Set task:
Rewrite everything from the line containing "Find the asphalt" down to the line containing "<point>520,143</point>", replacing "side mirror" with "wing mirror" and leaving the rest of those lines unchanged.

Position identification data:

☆ ☆ ☆

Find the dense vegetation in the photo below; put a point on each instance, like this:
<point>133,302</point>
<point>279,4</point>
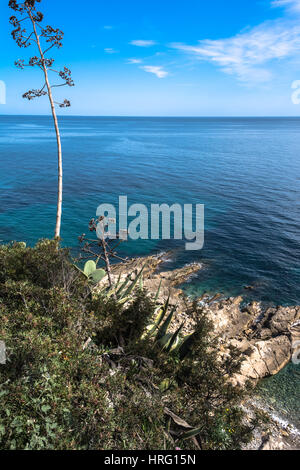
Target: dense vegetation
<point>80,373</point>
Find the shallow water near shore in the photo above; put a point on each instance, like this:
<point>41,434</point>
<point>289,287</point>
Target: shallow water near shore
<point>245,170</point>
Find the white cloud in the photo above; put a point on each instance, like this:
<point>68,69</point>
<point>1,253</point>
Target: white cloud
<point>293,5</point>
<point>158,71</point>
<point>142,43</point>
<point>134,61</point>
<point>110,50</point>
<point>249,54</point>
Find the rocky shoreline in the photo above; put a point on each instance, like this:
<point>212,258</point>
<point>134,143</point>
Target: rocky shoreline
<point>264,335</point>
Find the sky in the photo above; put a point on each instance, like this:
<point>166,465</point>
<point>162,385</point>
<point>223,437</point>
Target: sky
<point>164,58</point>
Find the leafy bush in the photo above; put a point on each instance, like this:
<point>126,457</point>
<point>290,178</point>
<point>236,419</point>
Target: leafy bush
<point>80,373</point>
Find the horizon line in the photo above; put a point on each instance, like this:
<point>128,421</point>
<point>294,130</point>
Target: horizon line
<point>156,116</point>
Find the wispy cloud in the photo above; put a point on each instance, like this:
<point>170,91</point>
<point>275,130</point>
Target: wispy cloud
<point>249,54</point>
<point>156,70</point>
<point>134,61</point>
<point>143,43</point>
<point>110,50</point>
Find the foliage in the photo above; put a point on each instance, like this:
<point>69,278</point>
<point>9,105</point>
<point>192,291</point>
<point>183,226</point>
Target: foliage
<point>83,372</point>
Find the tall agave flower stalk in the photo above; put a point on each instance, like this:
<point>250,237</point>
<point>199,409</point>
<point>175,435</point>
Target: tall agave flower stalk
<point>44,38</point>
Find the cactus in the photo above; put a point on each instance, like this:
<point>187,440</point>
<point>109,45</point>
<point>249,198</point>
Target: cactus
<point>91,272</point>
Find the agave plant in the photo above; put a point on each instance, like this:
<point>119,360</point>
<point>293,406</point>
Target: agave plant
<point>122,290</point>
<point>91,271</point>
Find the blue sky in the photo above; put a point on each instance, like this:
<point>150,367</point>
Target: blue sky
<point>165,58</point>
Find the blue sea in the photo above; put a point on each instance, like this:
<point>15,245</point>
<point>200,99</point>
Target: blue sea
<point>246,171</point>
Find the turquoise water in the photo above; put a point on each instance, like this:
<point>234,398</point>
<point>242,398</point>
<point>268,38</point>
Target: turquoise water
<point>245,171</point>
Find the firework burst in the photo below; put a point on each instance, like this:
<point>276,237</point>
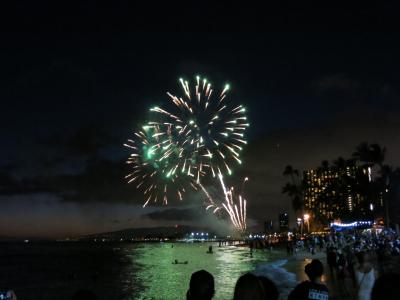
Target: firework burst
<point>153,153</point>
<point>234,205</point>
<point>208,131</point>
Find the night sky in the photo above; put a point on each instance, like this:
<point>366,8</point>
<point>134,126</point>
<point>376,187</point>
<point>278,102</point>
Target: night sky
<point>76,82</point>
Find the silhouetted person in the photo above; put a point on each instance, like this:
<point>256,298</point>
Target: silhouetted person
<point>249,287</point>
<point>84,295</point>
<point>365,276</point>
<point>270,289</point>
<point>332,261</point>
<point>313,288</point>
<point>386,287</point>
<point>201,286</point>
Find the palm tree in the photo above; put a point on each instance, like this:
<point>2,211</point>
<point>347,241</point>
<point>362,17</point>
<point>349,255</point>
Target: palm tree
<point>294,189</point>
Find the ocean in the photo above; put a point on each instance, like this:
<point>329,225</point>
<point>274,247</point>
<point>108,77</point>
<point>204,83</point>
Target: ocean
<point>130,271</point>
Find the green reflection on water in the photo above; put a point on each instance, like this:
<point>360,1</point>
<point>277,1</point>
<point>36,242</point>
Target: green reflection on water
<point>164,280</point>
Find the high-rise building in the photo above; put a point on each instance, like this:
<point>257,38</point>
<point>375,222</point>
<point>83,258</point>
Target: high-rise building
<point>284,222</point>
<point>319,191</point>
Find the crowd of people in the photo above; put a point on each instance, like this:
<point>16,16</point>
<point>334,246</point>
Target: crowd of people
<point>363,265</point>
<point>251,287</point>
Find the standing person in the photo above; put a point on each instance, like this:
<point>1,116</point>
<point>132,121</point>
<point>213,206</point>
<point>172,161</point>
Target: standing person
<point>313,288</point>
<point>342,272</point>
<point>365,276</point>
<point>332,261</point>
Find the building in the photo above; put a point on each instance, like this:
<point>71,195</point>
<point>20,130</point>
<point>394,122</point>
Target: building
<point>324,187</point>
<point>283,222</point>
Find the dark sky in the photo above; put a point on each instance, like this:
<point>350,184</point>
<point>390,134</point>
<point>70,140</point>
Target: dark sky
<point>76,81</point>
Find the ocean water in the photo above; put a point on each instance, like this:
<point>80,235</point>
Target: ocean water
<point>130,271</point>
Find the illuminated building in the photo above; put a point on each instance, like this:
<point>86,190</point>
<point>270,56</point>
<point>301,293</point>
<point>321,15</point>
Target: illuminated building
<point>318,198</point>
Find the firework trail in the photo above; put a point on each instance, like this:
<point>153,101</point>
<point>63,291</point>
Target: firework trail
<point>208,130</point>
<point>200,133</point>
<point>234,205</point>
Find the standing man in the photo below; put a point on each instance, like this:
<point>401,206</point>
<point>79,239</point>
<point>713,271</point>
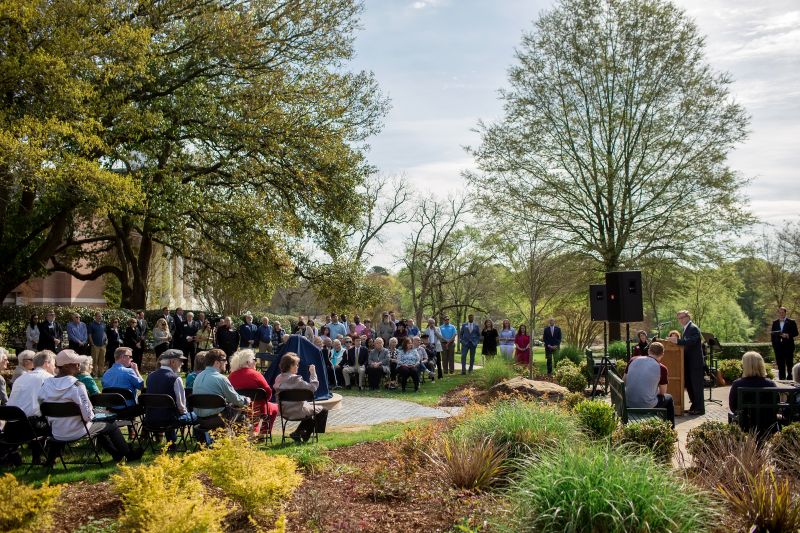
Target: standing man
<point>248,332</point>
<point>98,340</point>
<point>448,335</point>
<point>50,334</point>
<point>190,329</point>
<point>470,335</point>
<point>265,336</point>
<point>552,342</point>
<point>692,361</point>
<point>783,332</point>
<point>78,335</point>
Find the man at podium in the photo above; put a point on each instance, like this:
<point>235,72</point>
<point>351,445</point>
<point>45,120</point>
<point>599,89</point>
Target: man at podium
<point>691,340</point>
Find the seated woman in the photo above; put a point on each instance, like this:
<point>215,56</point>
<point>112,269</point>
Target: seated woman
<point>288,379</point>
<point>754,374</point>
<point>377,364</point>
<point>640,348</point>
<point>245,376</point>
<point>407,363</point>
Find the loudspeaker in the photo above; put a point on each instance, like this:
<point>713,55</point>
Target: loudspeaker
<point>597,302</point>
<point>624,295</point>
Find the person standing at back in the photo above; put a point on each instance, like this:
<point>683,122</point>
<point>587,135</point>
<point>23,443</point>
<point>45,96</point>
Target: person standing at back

☆ ☆ ☆

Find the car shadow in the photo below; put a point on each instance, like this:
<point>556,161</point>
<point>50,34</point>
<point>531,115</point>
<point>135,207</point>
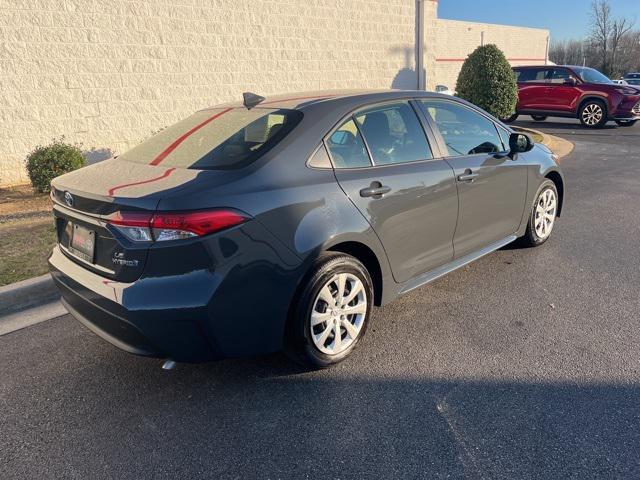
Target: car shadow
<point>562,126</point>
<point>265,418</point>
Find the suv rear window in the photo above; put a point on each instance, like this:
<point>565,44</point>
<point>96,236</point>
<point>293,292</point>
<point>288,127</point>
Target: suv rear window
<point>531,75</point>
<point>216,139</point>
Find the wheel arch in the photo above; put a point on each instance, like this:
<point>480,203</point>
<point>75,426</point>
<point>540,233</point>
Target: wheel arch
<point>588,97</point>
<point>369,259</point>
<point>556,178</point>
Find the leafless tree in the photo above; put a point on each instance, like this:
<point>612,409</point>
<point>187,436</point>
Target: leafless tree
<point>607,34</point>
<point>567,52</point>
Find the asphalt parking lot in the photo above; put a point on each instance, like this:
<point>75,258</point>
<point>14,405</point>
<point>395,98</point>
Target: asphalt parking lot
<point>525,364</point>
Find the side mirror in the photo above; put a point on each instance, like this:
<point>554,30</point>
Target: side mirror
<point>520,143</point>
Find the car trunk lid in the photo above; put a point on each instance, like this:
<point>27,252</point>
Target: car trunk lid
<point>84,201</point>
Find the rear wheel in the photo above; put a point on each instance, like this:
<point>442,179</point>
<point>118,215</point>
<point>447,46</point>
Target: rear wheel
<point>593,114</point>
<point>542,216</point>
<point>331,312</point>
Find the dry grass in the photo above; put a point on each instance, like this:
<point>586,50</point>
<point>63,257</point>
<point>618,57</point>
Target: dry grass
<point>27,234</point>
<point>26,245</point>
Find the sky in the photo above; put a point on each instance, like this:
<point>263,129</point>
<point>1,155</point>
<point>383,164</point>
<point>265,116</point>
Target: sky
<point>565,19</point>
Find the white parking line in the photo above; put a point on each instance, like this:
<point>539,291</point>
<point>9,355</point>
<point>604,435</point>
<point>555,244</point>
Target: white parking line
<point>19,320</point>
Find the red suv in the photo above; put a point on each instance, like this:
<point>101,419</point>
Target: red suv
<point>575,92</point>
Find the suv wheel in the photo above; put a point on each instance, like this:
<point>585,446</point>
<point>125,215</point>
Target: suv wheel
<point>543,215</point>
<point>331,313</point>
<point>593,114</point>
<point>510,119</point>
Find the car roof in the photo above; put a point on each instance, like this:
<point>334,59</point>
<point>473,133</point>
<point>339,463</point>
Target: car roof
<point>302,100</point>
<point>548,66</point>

☆ ☆ ☆

Exercise result:
Find the asphalt parking lot in the photo above; put a point on each instance, like this:
<point>75,258</point>
<point>14,405</point>
<point>395,98</point>
Target: asphalt parking lot
<point>525,364</point>
Find the wing mirror in the photo above; put a point on each instance, like this:
<point>554,30</point>
Target: wing mirror
<point>520,143</point>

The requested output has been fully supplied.